Image of a crowd of men outside having their backs turned to the camera and raising their hands.

On February 10, 2021, NWLC joined 13 other amici in filing a brief at the Supreme Court in the case, Cedar Point Nursey vs. Hassid. Amici wrote to warn the Court of the harms that would flow to all workers — but disproportionately low-paid workers of color — if the Court finds that a California regulation that allows union organizers to access agricultural worksites is unconstitutional.  The case was brought by agricultural employers trying to restrict access of union organizers to their property. The employers argue that the California regulation is an unconstitutional “taking” of private property under the Fifth Amendment. As stated in the amicus brief, if the Court finds for the employer, it could have devastating consequences and could seriously undermine state, local, and the federal government’s ability to make and enforce laws that protect the rights of workers and the public.

Government and third-party access to worksites is critical to ensure investigation and enforcement of some of our nation’s most important laws. For instance, the Occupational Safety and Health Act allows Occupational Safety and Health Administration investigators accompanied by third parties to access worksites to investigate workplace health and safety concerns. Similarly, the U.S. Food and Drug Administration, under the Federal Meat Inspection Act has the authority to access the property of privately-owned food production facilities to investigate food safety.

Entries supplied →
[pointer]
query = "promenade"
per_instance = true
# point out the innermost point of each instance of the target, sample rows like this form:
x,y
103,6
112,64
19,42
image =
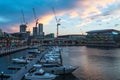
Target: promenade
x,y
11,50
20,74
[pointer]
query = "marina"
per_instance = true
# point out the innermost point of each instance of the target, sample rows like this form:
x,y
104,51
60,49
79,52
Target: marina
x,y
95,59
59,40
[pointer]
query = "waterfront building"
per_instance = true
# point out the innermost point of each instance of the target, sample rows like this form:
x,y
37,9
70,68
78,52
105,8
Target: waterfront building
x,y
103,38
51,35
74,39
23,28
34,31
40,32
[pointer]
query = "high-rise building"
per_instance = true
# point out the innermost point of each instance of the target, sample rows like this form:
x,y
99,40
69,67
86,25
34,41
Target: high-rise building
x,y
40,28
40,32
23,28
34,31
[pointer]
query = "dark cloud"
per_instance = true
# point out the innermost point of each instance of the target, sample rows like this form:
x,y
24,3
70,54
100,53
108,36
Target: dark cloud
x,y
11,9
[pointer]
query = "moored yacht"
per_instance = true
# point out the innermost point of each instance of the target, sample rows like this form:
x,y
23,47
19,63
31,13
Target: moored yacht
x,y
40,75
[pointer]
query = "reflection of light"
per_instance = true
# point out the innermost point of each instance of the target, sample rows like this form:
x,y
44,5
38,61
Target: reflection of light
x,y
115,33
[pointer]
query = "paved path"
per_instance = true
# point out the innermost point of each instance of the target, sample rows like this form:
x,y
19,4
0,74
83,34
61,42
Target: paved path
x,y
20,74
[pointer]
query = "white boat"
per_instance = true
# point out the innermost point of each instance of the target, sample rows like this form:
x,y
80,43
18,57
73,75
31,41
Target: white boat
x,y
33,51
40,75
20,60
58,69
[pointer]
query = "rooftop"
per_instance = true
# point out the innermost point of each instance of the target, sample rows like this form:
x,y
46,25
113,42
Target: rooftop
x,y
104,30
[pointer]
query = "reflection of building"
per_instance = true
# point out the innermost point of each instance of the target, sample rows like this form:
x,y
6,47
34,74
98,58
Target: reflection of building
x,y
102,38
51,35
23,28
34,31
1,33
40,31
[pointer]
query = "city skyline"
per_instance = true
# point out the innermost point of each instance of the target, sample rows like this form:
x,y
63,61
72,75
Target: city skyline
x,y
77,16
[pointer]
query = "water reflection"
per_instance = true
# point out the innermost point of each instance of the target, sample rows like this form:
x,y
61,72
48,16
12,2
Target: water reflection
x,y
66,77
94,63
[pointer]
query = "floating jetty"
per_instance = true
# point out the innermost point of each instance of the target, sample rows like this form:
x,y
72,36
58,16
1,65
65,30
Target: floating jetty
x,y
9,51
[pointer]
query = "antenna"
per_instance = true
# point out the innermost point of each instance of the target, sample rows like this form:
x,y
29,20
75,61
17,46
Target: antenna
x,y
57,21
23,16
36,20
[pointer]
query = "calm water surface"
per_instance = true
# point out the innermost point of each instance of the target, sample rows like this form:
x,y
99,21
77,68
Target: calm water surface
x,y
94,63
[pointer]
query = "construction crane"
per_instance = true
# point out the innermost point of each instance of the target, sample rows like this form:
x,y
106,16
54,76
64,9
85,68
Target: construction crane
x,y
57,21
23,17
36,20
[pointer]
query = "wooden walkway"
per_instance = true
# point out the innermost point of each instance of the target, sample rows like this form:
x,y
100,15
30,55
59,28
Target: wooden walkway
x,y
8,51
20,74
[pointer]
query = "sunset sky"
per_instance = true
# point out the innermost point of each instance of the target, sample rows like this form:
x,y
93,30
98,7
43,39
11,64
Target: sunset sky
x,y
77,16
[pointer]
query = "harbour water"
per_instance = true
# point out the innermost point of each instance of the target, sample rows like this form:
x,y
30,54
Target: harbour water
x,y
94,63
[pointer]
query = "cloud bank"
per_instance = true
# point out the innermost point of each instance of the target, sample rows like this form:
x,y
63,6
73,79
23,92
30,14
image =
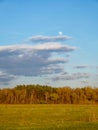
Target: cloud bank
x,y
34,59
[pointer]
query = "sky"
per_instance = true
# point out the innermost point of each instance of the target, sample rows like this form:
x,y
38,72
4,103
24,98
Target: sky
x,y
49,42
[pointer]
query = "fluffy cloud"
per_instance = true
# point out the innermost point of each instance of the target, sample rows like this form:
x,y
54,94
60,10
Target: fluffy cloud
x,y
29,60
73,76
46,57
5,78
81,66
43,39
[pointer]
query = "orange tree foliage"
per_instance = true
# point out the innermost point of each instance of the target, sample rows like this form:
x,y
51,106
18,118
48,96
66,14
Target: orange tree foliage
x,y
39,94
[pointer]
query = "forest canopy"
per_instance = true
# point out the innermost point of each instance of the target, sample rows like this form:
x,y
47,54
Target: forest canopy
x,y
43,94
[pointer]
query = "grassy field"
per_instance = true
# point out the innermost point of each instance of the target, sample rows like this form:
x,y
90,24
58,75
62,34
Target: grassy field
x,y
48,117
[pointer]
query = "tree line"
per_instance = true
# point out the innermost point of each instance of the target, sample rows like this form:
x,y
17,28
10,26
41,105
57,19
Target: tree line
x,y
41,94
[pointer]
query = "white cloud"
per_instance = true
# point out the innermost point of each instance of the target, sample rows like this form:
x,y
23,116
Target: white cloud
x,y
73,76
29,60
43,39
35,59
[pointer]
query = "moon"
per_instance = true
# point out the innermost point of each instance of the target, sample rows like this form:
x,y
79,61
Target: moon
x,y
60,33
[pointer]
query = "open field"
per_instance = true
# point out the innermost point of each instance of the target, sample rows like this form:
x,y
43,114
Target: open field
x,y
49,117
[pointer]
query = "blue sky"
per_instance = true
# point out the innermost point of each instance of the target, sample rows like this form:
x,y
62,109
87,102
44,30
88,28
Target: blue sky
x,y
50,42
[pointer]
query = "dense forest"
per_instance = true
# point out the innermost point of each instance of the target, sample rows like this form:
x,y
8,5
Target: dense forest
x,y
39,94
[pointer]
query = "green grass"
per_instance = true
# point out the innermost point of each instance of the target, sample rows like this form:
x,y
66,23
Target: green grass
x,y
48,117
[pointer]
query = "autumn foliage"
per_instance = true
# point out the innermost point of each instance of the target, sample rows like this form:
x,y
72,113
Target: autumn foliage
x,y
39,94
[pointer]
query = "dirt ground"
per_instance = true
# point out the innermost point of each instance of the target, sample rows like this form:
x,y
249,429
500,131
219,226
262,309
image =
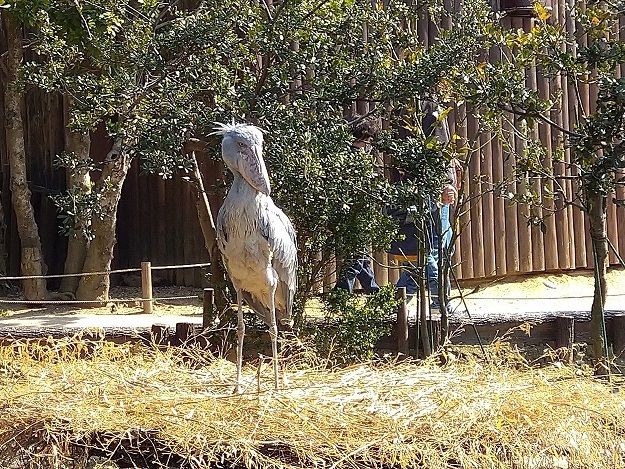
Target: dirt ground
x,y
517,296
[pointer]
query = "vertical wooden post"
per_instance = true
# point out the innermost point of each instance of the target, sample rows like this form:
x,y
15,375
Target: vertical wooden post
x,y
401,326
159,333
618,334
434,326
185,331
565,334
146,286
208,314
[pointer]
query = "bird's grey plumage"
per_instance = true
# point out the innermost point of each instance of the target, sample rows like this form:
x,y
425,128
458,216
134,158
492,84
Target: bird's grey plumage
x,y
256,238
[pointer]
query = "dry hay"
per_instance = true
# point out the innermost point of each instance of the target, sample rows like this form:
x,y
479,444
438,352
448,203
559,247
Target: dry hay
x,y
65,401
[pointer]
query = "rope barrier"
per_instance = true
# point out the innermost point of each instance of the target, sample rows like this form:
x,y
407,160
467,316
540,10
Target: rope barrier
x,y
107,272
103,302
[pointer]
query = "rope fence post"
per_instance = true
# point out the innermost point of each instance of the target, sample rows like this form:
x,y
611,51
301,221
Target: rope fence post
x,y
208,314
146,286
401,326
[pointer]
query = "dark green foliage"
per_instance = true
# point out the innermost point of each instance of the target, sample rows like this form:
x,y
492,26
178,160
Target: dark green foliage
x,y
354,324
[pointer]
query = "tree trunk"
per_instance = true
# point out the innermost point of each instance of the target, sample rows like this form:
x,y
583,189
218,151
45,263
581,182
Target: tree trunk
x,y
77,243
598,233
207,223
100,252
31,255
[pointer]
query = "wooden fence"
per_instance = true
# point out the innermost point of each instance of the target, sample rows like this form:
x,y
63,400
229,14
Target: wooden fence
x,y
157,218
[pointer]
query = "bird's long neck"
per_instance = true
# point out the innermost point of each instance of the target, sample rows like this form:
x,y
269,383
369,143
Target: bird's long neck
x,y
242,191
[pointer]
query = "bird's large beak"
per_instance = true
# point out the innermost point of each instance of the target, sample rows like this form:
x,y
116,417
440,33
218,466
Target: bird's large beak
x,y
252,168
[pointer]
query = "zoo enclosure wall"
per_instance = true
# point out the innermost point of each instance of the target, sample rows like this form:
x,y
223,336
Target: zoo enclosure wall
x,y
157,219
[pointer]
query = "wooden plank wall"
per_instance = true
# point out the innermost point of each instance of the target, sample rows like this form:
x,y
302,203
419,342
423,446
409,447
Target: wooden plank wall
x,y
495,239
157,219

Complete the following →
a - In the article on union organizers' access to worksites, which amendment do the agricultural employers claim the California regulation violates?
b - Continue the article on union organizers' access to worksites from its last sentence.
This material has no connection to the article on union organizers' access to worksites.

Results of the exercise →
a - The Fifth Amendment, which they say the regulation violates as an unconstitutional "taking" of private property.

b -
The results of a bad decision could also have dire ripple effects on civil rights law. As amici state in the brief, “There is a long history of businesses challenging anti-discrimination laws as unconstitutional takings that infringe on their property rights to exclude whomever they wish from their property.” This case could lay the groundwork for businesses to argue that requiring them to make their facilities accessible to people with disabilities was unconstitutional. Or as we state in the brief, “an employer who wishes to exclude a Black employee could be emboldened to argue that Title VII constitutes a taking of its ‘right to exclude’ [Black employees from the premises].”

The Court has, thankfully, up to this point, rejected such arguments. They should do so again in this case. If they do not, those most at risk are Black and brown workers who work in jobs that require them to be present at a worksite; the same group of workers who have been so vulnerable to COVID-19, and so essential to the basic functioning of our economy, like agricultural workers, meatpacking workers, retail workers, hospital, and nursing home workers, and so many others.

The National Employment Law Project led the amicus brief.